◆ WHAT YOU SHOULD DO: Starting with the line that contains "[point] every instance of the loader" and continuing through the end of the entries, rewrite those lines with "marker" swapped for "pin" and everything else left unchanged.

◆ DATA FOR THE TASK:
** start **

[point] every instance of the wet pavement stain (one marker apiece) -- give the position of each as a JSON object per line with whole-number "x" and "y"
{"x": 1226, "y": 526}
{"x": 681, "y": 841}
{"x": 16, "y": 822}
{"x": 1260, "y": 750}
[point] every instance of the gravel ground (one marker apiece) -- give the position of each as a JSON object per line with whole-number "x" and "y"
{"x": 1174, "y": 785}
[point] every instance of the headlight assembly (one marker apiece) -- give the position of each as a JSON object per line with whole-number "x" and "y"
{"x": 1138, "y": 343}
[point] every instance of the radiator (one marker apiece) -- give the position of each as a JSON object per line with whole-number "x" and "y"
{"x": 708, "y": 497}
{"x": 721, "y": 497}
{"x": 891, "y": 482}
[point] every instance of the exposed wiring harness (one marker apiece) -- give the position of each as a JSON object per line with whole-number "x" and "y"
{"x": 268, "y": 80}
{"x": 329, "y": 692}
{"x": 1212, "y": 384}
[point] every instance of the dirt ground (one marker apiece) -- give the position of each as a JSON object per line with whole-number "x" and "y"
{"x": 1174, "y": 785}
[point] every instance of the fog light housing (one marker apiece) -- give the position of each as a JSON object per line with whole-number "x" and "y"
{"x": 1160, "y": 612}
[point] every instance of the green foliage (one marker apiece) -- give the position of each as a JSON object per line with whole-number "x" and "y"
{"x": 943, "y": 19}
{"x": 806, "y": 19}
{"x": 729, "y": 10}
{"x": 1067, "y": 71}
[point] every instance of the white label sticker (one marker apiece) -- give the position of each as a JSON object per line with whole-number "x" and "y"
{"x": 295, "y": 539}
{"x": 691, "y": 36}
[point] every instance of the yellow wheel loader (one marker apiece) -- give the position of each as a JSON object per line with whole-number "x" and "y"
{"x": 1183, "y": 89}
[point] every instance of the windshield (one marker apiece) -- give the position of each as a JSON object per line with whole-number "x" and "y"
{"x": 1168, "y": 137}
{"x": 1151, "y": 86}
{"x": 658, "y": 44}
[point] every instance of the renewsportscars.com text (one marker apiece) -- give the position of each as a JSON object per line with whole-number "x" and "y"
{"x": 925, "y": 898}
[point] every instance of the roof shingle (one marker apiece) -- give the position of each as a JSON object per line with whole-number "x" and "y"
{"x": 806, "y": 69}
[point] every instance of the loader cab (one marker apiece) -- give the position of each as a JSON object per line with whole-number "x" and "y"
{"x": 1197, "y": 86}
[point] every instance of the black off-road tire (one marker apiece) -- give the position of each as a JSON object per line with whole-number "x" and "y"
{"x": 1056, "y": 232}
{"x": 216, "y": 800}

** end **

◆ THE REPLY:
[point] every instance of the loader cab (one pin apiece) -- give the position of each as a JSON object per line with whole-number "x" and "y"
{"x": 1197, "y": 86}
[point] every instance of the black off-road tire (one pin apiece) -- give the position of each as a JSON object per line with whole-number "x" and "y"
{"x": 1056, "y": 232}
{"x": 216, "y": 800}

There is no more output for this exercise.